(WHAT THE TASK REQUIRES): Give back each line of the material that contains the word "dropping".

(DATA TO PROCESS):
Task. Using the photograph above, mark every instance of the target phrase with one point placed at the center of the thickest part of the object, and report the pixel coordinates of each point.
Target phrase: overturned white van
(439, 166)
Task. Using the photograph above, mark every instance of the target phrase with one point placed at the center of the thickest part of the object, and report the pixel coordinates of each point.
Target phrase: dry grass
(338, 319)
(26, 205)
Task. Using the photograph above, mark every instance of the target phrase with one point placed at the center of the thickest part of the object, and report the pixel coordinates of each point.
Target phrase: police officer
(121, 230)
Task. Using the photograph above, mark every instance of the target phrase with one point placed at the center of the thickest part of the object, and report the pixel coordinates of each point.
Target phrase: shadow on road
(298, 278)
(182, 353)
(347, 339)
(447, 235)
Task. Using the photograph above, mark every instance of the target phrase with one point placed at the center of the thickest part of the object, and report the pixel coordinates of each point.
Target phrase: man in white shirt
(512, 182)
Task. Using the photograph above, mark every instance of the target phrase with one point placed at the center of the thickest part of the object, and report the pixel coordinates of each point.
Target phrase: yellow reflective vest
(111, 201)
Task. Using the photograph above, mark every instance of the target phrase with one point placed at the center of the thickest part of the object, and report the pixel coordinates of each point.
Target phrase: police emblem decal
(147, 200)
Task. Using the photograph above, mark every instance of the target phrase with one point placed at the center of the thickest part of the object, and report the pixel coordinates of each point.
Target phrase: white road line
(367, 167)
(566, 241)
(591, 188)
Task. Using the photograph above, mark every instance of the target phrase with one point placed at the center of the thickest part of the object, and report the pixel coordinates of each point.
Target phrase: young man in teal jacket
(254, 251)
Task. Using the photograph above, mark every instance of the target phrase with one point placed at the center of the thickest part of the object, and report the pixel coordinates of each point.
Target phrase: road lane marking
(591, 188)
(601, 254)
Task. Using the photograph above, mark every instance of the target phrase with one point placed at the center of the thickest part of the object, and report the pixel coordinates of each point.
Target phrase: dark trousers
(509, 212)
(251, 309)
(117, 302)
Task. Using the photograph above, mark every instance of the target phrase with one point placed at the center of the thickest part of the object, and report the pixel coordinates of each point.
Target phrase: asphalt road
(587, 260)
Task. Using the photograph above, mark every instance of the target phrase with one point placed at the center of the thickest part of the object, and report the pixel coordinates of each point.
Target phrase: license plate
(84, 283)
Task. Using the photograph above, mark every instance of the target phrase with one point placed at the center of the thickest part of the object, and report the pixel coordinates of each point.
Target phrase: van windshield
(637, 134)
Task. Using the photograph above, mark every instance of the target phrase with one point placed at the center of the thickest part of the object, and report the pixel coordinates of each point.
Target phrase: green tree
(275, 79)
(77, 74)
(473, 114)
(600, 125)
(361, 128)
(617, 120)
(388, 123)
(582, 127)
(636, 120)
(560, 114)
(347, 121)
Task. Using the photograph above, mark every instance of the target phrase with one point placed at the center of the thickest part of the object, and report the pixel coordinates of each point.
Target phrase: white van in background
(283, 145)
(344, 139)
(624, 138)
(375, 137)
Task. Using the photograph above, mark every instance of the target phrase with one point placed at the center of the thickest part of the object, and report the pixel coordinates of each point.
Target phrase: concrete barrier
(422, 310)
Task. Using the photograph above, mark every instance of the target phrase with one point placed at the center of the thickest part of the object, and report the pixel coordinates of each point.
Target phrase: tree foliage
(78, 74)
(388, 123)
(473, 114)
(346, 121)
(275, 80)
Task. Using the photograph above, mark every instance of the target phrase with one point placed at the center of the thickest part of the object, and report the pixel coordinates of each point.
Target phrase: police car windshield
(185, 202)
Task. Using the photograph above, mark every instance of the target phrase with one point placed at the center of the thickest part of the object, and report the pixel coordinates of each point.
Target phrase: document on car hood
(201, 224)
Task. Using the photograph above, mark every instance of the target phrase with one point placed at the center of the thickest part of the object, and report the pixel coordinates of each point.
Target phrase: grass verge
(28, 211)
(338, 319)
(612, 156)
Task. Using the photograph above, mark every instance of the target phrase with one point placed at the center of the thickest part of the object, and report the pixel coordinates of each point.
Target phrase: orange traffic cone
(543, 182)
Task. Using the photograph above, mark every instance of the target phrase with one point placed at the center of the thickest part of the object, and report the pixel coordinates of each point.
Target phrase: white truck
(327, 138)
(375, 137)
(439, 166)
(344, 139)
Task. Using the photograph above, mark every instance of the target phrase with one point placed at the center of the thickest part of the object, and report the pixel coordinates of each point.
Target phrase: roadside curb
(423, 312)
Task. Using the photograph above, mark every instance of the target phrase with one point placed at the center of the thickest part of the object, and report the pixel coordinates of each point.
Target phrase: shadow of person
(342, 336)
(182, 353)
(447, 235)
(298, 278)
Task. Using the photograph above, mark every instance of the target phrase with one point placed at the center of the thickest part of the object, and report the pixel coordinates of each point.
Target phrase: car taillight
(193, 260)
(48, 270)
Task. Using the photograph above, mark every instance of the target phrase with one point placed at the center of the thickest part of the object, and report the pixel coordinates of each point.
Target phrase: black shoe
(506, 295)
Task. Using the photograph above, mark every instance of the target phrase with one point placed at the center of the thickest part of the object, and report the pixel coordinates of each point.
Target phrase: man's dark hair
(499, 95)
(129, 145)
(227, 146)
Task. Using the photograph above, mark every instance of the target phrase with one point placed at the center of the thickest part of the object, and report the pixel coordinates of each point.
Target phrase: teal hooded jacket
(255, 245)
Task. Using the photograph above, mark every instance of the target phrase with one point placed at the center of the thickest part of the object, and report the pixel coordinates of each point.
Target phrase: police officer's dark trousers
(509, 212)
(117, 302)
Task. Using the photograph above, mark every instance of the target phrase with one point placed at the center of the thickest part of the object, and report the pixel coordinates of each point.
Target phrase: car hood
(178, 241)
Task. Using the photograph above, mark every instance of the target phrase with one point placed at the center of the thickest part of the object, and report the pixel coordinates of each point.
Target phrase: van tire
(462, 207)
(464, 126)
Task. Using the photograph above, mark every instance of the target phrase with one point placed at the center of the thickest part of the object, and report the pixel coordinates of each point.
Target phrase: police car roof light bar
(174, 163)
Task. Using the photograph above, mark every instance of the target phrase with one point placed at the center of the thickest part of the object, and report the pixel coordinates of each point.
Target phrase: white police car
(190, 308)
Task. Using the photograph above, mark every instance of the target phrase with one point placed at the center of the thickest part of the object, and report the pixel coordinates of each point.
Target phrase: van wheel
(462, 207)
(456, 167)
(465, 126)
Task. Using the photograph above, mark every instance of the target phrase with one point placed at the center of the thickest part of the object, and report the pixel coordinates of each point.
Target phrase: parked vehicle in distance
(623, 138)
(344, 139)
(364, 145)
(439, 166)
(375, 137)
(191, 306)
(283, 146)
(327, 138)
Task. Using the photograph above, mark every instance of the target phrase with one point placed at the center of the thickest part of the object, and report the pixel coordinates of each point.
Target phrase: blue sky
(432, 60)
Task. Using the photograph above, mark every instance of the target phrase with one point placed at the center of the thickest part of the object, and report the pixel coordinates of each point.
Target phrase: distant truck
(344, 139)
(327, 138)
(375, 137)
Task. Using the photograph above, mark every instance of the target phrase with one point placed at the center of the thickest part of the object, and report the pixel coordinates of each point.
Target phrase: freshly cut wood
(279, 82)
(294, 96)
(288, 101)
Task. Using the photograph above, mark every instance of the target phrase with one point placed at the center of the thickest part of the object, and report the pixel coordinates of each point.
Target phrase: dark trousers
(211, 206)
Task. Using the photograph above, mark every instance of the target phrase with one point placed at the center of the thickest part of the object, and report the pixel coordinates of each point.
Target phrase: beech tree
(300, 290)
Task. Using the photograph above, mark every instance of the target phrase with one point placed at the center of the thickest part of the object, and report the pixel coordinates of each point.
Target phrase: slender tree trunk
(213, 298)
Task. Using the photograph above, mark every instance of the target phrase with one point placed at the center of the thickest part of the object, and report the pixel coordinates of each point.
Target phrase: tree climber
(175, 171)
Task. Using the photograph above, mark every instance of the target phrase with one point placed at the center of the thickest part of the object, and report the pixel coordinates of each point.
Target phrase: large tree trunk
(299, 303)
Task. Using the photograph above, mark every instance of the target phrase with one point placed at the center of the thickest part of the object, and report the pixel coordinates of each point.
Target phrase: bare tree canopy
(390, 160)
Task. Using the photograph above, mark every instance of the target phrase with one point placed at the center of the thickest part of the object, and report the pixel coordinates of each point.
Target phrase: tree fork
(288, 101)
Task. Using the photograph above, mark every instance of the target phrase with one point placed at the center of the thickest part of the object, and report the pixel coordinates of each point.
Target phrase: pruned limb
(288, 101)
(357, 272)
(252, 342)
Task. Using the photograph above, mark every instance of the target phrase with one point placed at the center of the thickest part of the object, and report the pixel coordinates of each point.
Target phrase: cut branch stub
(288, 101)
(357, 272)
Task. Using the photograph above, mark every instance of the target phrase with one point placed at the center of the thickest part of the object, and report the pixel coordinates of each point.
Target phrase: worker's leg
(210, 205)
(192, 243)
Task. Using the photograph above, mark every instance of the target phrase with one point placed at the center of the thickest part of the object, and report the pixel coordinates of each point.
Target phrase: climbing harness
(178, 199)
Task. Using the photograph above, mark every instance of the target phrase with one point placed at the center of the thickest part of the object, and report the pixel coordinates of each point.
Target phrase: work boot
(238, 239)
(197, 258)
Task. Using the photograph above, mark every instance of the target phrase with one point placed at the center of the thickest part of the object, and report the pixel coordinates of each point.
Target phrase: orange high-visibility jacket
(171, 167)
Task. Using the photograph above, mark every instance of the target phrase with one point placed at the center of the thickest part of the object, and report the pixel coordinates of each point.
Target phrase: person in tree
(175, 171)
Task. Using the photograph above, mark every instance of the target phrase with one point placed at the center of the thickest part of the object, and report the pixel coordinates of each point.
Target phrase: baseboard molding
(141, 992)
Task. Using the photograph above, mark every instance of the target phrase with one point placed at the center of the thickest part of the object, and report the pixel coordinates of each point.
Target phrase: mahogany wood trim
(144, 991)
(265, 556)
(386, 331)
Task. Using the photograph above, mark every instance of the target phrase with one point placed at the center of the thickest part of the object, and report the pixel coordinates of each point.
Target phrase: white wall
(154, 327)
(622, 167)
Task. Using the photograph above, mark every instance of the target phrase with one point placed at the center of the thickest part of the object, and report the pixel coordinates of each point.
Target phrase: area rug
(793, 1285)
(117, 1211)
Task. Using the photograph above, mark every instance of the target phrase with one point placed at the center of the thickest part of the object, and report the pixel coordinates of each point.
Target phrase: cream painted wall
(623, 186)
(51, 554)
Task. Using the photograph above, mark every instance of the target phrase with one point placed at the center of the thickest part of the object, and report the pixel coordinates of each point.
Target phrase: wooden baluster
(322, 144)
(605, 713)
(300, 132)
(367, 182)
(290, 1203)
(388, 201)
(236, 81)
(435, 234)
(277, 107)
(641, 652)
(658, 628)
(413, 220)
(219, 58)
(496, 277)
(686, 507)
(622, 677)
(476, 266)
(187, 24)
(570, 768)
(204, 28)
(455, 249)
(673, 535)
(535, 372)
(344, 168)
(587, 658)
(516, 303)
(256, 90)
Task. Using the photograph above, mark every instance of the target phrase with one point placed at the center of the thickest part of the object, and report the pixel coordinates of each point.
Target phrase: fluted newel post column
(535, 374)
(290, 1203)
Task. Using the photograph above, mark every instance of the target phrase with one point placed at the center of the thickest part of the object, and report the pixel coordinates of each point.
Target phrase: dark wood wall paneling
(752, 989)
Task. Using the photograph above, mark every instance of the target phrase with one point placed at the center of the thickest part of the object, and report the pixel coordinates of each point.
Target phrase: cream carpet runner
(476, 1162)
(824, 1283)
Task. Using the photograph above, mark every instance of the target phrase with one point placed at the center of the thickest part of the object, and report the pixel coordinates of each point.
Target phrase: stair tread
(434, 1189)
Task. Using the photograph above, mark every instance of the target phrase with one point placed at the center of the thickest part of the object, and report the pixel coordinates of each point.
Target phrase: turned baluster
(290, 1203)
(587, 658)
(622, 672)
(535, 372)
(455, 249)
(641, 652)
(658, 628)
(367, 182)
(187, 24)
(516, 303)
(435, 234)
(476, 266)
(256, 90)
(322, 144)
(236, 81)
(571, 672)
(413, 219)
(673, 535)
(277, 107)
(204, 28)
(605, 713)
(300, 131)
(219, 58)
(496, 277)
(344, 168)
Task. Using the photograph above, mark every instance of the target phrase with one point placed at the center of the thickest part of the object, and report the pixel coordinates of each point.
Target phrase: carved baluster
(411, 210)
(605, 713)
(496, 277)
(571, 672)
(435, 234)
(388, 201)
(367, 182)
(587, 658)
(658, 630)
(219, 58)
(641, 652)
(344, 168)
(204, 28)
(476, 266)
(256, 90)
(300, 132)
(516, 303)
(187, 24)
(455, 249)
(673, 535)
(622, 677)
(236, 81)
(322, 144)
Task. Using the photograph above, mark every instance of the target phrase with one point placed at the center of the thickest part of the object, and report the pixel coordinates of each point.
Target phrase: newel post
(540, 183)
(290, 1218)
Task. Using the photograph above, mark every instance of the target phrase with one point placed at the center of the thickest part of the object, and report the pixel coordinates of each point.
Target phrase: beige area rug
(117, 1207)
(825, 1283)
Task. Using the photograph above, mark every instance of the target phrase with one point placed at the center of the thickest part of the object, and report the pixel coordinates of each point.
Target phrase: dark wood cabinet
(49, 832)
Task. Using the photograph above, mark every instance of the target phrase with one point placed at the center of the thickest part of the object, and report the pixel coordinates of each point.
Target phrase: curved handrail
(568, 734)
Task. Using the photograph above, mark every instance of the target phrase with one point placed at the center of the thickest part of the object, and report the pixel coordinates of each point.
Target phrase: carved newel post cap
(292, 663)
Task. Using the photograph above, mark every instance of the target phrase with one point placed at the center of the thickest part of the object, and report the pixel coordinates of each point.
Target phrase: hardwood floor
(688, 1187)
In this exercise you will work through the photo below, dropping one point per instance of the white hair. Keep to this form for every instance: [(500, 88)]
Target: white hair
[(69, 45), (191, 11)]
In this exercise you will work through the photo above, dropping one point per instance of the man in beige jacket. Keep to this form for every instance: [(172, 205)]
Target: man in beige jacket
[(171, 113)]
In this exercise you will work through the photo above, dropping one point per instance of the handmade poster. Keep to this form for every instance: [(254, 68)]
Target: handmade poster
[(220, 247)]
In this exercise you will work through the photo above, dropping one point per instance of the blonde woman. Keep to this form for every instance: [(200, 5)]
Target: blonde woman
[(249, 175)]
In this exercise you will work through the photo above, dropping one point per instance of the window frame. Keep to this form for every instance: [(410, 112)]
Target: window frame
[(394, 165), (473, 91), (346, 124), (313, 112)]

(SOLVED EXERCISE):
In this exercise you will work through the photo below, dropping one point per instance of the white hair. Keep to this form for every instance: [(500, 88)]
In this exercise you will work through the photo above, dropping one point per instance of the man in beige jacket. Keep to this form for every instance: [(172, 205)]
In this exercise you will work through the photo above, dropping one point per instance of the handmade poster. Keep to this form for every instance: [(254, 68)]
In this exercise you will work through the photo above, dropping one point per instance of the blonde woman. Keep to this form for every instance: [(200, 5)]
In this exercise you will work through the photo above, dropping one point per instance of the window frame. Keep to this form for every instance: [(410, 112)]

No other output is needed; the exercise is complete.